##### TEXT PROVIDED #####

# Very first Attempt at a Fursuit Head! In progress...



## LouGarou92 (Oct 22, 2016)

Hi everyone! Nice to meet you. 
I'm looking for a little C&C on my very first attempt at a fursuit head, before I get so far I can't fix it!
The carving is a little rough, I know. It'll be smoothed out some before adding fur.  And if the eyes aren't even, well, I kind of haphazardly stuck the paper ones on just for these photos. The marker on the foam was also for the pics, just to make it obvious that I'm going for a GSD!
So...yeah, here's my still-unnamed, semi-toony, GSD head foam work.









(this one was before it had a tongue, forgive the wad of fabric lol)








Just to show the back of the ears.

Thank you for your feedback!


----------



## LouGarou92 (Oct 23, 2016)

Shoot...just realized this is in the wrong forum!
Would it be possible to get it moved to Critiques+Tutorials?
Sorry...this is my first time ever posting.


----------



## Rant (Oct 23, 2016)

One of the admins will get to it.


----------



## Malcolm Deer (Oct 23, 2016)

Nice job so far. I would suggest coloring in the eyes a little better so that you can't see the white bleeding out of of the colors.


----------



## LouGarou92 (Oct 24, 2016)

Malcolm Deer said:


> Nice job so far. I would suggest coloring in the eyes a little better so that you can't see the white bleeding out of of the colors.



Those aren't the real eyes, lol. Just temporary paper ones I stuck in to hide the holes for the pics!
Here's a real eye. I won't be attaching them until post-furring, so this isn't *exactly* the final position, but close.


----------



## MEDS (Oct 26, 2016)

It looks really good to me. How much experience did you have to do this? I'm an amateur and kinda wanna know how you've gotten such a good result out of your first try.


----------



## yonu (Oct 26, 2016)

Looks good to me

yonubear


----------



## LouGarou92 (Oct 26, 2016)

MEDS said:


> It looks really good to me. How much experience did you have to do this? I'm an amateur and kinda wanna know how you've gotten such a good result out of your first try.


Thank you! 
I'm a hobby artist with some experience in 3D media, like clay ect. I read up on making your own head and checked the forums out to see common beginner mistakes to avoid before I started.  That's really it! I'm glad you like it and wish you success in your suits!


----------



## LouGarou92 (Oct 26, 2016)

A little update...smoothed out the foam a bit, added some inner ear material, and sculpted teeth!
These are paper eyes still, but I made better ones for the photos. Not their final placement.


----------



## jayhusky (Oct 27, 2016)

looks very good, will be interesting to see how this finishes up.


----------



## LouGarou92 (Oct 30, 2016)

Have an update! I covered it in duct tape to make a pattern...and these are the real eyes now, not just paper substitutes.

##### THE INPUT #####

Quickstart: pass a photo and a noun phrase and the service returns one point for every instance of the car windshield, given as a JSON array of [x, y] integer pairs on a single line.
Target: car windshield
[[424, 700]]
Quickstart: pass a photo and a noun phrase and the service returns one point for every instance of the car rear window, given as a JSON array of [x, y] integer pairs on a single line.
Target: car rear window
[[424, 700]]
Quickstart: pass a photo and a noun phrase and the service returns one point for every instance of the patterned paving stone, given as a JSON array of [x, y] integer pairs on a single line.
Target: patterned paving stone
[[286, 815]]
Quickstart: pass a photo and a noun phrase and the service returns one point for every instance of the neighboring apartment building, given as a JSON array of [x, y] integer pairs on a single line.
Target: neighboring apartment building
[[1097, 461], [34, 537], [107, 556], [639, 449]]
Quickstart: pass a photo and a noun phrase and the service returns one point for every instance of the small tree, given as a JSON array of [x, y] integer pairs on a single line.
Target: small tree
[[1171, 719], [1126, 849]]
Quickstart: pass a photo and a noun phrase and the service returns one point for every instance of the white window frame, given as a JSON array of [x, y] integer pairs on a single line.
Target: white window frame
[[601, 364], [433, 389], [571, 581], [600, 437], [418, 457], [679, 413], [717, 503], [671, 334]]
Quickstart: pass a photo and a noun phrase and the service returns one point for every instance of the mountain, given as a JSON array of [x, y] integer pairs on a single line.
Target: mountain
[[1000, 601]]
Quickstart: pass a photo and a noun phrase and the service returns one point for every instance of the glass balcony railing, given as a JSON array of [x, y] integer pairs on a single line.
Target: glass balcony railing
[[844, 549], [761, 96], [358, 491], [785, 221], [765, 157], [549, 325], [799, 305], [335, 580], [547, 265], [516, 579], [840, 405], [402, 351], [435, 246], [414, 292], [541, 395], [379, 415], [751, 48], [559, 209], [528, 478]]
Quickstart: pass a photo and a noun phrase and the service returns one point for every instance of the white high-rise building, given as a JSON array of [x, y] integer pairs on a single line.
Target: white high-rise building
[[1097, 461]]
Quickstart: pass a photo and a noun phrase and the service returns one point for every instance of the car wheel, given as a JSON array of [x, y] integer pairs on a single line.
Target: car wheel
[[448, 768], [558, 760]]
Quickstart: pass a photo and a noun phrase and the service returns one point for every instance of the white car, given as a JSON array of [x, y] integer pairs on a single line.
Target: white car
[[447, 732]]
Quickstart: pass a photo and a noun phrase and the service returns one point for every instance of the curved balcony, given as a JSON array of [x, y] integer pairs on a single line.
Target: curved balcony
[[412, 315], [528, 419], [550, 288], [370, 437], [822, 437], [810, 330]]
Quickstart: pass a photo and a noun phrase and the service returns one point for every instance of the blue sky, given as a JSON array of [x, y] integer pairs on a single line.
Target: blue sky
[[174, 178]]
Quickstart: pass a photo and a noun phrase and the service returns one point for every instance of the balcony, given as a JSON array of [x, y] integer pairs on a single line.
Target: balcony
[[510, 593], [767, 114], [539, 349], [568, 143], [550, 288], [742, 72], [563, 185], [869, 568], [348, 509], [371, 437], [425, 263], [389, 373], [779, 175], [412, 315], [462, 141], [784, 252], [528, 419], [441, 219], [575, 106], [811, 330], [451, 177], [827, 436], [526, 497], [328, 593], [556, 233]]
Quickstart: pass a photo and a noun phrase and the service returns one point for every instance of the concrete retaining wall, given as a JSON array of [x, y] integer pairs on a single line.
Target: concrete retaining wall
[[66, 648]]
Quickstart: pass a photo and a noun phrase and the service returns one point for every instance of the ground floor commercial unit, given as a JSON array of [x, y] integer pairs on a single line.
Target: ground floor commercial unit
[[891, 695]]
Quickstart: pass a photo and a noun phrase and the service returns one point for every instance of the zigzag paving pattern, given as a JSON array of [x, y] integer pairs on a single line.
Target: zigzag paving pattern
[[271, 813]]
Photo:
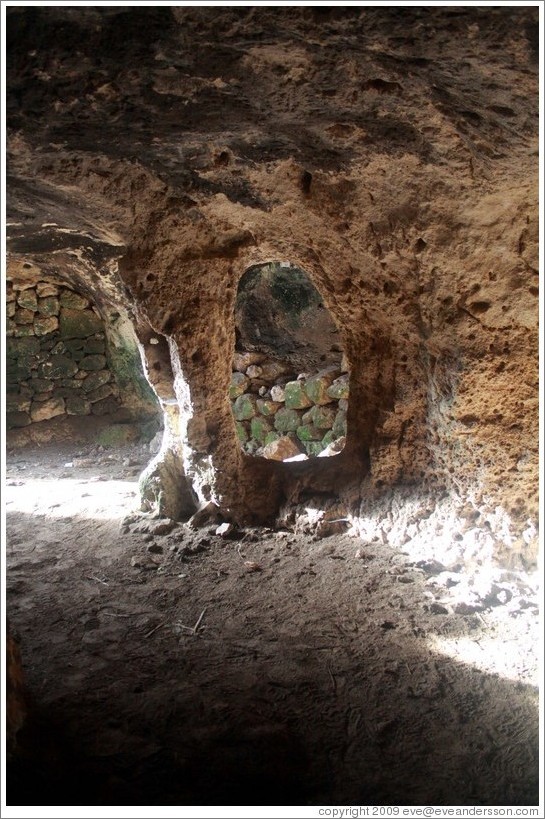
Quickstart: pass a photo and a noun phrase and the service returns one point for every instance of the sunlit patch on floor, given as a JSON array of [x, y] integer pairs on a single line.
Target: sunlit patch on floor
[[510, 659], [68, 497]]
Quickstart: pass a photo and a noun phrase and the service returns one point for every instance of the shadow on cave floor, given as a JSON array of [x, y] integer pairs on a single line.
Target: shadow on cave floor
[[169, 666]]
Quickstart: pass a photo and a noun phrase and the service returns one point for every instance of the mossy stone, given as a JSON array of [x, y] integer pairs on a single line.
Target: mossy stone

#####

REQUIRED WORK
1. In the records, rewrite the lines from the one with "the white high-rise" up to and including the one with "[[447, 732]]", putting "car tire" in place of "car wheel" and changing nothing else.
2. Write what comes next in the forum thread about the first fursuit head, picking up after its last post.

ANSWERS BELOW
1.
Quickstart: pass a photo and a noun phrase and the service returns one point for every instance of the white high-rise building, given as a JSON array of [x, y] integer pairs on a single line.
Target: white high-rise building
[[1097, 461]]
Quickstart: pass a photo and a noun phrase and the service returns one point for every instance of the car tire, given as a JSON array of [x, y] integer pairs on a single line.
Target: car tire
[[448, 768], [558, 760]]
Quickstart: pass a photo and a noun phrase and the service returns one point for every instance of the white car, given as a JSON array of [x, y] integer pairs on a single line.
Target: white car
[[447, 732]]

2.
Granted, they are not attached, just taped on for photos again, but I actually paid attention to positioning this time.
Hope you like!
(Pic heavy post- last image is *without* the eyes in place)

EDIT: Added in a colorized image!


----------



## LycanTheory (Oct 31, 2016)

So far, so good.


----------



## Kellan Meig'h (Oct 31, 2016)

Looks like your progress is coming along nicely.


----------



## LouGarou92 (Nov 1, 2016)

Thanks everyone. 
The positive comments are making me feel good about this whole project, lol.


----------



## LouGarou92 (Nov 3, 2016)

Fur came in!
I have it all cut out and pinned in place. No seams are sewn or fur actually attached here, and DEFINITELY needs a shave, but you can really get an idea for the finished product now!
Thanks for keeping with me so far!


----------



## jayhusky (Nov 3, 2016)

Nice, definitely starting to take shape.


----------



## LycanTheory (Nov 3, 2016)

Thanks for keeping us up to date. Looks great!


----------



## LouGarou92 (Nov 6, 2016)

Oookay. Finished attaching the fur, except for his ears!
It was a lot of gluing and sewing, lol...but I think I did alright hiding the seams.

I'm going to finish him tomorrow, if all goes as planned. I need to buy a trimmer/shaver/whatever. Fur is currently sloppily scissor trimmed so I could A) sew it a little easier and B) get an idea of what he'll look like.
So he needs ears, smoothing out, some details (going to be hand-dyeing some markings on)...and I'll be adding fleece "eyeliner" to the eyes, to smooth the transition there too.


----------



## LouGarou92 (Nov 6, 2016)

Done! Hope you all like him!


----------



## Guilleum2 (Nov 6, 2016)

Wow this is really great for a first try! You've done so well! You should be proud!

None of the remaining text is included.